Required work:
Can you convert the lines below into a Markdown table, starting with the line containing "On-screen element detection: the bright" and ending with the line containing "xmin=443 ymin=239 xmax=500 ymax=250", both included? Put a row number under Row and the line itself under Text, and leave out blank lines.

-- BEGIN Exercise input --

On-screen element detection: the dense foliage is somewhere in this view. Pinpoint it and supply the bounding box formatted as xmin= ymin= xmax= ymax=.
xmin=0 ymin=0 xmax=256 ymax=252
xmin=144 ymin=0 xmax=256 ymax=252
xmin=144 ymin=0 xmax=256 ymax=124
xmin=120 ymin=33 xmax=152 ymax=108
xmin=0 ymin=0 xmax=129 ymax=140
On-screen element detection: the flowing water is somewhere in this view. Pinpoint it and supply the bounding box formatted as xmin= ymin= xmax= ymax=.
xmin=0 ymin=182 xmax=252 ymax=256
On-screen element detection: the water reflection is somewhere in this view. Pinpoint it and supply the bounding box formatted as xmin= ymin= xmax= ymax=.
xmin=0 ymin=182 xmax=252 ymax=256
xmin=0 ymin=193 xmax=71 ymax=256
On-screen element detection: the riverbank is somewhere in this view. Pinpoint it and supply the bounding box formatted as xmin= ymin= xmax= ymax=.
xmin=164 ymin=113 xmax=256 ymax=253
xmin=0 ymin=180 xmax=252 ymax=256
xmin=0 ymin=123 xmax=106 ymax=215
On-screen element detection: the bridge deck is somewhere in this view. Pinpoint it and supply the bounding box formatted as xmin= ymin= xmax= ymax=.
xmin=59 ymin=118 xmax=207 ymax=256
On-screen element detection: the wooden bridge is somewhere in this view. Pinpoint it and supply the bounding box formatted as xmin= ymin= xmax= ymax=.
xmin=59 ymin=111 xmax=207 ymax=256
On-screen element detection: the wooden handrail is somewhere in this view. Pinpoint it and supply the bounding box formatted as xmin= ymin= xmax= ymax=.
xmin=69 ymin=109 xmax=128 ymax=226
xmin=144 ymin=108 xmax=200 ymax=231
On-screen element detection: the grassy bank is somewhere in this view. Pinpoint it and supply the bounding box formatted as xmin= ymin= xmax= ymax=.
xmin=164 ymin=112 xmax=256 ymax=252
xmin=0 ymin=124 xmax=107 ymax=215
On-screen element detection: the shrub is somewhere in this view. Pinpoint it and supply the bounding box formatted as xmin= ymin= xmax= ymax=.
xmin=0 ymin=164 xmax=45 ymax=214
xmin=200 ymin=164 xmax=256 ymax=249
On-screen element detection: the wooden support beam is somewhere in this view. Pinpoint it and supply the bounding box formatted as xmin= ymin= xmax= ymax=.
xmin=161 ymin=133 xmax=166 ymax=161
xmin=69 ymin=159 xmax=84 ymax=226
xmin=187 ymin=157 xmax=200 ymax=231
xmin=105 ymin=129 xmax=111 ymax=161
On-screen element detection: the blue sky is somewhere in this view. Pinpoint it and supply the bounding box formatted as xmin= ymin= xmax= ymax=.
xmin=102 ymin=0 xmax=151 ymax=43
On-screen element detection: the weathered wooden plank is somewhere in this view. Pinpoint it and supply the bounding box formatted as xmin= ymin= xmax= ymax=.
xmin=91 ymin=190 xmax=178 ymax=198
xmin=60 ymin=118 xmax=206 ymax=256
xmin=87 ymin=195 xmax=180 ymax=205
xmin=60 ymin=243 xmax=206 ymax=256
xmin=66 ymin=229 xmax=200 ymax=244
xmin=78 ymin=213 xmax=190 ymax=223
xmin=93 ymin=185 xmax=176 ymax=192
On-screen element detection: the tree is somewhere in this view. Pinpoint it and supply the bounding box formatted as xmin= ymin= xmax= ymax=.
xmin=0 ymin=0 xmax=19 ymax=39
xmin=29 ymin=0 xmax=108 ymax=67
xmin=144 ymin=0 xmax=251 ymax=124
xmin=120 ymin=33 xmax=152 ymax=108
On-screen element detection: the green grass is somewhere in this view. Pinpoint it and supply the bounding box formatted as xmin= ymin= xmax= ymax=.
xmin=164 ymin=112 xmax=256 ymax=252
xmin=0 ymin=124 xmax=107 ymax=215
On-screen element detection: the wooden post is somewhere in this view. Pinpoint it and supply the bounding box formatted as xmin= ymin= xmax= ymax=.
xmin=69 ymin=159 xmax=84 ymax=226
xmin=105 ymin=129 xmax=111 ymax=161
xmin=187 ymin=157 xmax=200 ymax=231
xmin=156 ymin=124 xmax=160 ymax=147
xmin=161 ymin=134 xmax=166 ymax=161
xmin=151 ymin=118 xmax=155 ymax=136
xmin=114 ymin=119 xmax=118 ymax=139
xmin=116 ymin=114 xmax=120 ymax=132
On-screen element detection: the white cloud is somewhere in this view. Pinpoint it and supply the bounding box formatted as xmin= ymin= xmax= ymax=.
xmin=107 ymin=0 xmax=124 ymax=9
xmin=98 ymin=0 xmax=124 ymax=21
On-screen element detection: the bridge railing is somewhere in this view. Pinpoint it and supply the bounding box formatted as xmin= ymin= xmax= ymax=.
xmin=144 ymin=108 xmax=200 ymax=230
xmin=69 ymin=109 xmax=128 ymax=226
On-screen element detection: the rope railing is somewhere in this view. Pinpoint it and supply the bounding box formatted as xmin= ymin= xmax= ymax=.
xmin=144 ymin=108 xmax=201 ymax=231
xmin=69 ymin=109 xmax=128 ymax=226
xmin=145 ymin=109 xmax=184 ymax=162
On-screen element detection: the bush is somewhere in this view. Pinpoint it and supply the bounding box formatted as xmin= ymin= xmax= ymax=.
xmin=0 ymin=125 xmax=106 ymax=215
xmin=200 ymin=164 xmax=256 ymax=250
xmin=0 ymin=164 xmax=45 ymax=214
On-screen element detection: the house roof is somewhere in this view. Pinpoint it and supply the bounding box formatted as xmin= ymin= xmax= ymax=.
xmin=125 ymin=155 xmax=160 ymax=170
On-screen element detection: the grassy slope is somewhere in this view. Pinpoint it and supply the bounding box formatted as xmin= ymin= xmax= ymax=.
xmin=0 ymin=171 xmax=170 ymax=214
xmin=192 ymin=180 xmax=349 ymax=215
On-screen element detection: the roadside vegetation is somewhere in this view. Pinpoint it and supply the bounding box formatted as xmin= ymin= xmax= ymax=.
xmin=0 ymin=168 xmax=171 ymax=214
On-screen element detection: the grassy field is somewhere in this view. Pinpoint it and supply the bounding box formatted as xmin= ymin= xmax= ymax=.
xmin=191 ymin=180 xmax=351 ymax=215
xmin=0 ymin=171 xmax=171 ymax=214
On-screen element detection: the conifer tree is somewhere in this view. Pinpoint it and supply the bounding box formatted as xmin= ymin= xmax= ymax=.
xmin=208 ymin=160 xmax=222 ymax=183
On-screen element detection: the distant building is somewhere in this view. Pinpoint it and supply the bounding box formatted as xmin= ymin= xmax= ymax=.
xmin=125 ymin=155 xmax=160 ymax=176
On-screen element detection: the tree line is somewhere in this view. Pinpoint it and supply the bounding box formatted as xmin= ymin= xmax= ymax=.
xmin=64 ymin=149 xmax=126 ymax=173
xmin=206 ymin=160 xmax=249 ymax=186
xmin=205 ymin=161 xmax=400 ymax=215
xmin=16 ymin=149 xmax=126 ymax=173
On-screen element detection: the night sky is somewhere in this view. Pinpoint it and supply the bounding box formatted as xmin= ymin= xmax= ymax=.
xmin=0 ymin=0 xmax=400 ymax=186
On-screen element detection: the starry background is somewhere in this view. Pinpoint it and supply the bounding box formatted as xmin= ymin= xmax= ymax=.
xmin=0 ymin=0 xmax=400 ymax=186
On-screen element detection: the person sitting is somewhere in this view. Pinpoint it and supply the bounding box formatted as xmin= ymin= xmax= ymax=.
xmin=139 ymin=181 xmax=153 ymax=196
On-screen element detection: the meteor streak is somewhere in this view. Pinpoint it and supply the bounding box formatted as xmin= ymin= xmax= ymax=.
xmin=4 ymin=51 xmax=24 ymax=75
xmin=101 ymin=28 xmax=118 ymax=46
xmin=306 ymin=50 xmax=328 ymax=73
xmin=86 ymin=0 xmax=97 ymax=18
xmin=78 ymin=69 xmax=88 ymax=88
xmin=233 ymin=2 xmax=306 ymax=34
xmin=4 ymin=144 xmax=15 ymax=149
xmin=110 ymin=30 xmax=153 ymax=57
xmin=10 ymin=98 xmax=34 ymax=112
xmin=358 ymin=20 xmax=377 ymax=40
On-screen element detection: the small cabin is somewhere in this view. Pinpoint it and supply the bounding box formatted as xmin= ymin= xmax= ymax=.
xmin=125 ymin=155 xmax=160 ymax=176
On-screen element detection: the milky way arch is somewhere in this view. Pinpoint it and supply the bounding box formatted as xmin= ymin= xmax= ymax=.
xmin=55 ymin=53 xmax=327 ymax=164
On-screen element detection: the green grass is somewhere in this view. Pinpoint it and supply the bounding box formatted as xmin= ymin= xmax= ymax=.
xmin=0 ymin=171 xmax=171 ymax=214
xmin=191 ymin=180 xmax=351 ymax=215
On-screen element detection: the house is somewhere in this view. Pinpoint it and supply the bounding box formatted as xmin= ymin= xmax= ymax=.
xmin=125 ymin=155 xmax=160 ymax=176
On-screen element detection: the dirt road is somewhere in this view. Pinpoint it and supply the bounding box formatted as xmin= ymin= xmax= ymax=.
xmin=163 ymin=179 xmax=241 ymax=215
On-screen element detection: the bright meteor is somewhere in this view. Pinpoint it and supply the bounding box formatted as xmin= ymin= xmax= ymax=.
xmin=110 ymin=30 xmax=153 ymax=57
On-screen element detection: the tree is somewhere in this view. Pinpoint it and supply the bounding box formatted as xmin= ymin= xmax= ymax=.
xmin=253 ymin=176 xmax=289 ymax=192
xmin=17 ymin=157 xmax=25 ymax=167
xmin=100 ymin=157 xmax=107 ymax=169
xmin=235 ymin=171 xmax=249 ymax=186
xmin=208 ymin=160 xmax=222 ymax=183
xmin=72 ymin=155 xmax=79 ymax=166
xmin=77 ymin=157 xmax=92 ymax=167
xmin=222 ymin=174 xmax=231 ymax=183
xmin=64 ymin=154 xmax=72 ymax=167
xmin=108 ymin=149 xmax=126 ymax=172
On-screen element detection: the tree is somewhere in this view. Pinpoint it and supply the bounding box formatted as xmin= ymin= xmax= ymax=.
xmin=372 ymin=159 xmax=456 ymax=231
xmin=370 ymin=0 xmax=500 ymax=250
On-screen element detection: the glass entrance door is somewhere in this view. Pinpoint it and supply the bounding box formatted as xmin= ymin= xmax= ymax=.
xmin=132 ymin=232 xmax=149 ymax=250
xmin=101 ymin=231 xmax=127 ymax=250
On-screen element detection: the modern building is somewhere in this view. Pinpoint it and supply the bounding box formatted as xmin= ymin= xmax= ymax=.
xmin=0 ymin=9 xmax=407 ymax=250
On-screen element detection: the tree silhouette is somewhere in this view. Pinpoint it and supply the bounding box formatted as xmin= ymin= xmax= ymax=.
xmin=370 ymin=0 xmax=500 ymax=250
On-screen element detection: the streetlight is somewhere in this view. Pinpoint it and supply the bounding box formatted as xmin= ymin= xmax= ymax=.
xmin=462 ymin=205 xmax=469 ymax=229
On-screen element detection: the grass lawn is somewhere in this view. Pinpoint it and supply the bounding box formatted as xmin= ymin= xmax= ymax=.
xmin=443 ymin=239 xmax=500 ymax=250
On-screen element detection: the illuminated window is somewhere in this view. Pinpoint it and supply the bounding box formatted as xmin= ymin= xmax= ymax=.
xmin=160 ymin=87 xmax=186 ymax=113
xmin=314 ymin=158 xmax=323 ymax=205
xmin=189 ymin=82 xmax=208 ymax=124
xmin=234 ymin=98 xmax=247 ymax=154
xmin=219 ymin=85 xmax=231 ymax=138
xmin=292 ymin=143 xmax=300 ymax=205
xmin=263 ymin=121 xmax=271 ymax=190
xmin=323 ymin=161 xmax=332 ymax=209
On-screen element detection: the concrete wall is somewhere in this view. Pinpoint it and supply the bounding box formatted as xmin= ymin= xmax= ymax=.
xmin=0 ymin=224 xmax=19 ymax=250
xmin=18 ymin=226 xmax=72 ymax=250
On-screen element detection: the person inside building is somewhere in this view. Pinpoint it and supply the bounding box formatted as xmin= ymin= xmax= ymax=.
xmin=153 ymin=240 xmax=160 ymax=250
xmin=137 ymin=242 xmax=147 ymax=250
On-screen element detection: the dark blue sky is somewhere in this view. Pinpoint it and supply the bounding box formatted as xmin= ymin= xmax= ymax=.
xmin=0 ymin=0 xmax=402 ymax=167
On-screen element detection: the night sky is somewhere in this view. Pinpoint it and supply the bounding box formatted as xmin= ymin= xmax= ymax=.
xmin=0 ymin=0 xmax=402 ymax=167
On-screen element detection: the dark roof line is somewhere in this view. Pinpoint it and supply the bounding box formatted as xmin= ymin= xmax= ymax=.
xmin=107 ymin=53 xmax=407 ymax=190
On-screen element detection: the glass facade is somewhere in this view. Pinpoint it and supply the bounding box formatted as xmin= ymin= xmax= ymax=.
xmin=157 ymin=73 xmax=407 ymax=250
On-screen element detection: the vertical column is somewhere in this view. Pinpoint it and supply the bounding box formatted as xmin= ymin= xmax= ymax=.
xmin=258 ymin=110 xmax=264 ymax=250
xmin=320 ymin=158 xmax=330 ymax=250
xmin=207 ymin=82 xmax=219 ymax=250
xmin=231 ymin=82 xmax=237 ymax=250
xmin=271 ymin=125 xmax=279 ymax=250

-- END Exercise input --

Written solution:
| Row | Text |
|---|---|
| 1 | On-screen element detection: the bright meteor is somewhere in this view. Pinpoint it and supply the bounding box formatted as xmin= ymin= xmax= ymax=. |
| 2 | xmin=110 ymin=30 xmax=153 ymax=57 |
| 3 | On-screen element detection: the tree is somewhere in this view. Pinpoint it and supply the bounding box formatted as xmin= ymin= xmax= ymax=. |
| 4 | xmin=253 ymin=176 xmax=289 ymax=192 |
| 5 | xmin=17 ymin=157 xmax=25 ymax=167 |
| 6 | xmin=100 ymin=157 xmax=107 ymax=169 |
| 7 | xmin=235 ymin=171 xmax=249 ymax=186 |
| 8 | xmin=208 ymin=160 xmax=222 ymax=183 |
| 9 | xmin=72 ymin=155 xmax=79 ymax=166 |
| 10 | xmin=77 ymin=157 xmax=92 ymax=167 |
| 11 | xmin=222 ymin=174 xmax=231 ymax=183 |
| 12 | xmin=64 ymin=154 xmax=72 ymax=167 |
| 13 | xmin=108 ymin=149 xmax=126 ymax=172 |
| 14 | On-screen element detection: the tree is somewhere in this view. Pinpoint it and supply the bounding box formatted as xmin= ymin= xmax= ymax=. |
| 15 | xmin=372 ymin=159 xmax=456 ymax=231 |
| 16 | xmin=370 ymin=0 xmax=500 ymax=250 |
| 17 | On-screen element detection: the glass entrance door is somewhere in this view. Pinpoint it and supply the bounding box formatted as xmin= ymin= xmax= ymax=. |
| 18 | xmin=132 ymin=232 xmax=149 ymax=250 |
| 19 | xmin=101 ymin=231 xmax=127 ymax=250 |
| 20 | On-screen element detection: the modern building is somewhere in this view. Pinpoint it and supply the bounding box formatted as xmin= ymin= xmax= ymax=. |
| 21 | xmin=0 ymin=9 xmax=407 ymax=250 |
| 22 | On-screen element detection: the tree silhouette is somewhere in this view. Pinpoint it and supply the bounding box formatted as xmin= ymin= xmax= ymax=. |
| 23 | xmin=370 ymin=0 xmax=500 ymax=250 |
| 24 | On-screen element detection: the streetlight is somewhere in this view. Pinpoint it and supply the bounding box formatted as xmin= ymin= xmax= ymax=. |
| 25 | xmin=462 ymin=205 xmax=469 ymax=229 |
| 26 | On-screen element detection: the grass lawn is somewhere in this view. Pinpoint it and supply the bounding box formatted as xmin= ymin= xmax= ymax=. |
| 27 | xmin=443 ymin=239 xmax=500 ymax=250 |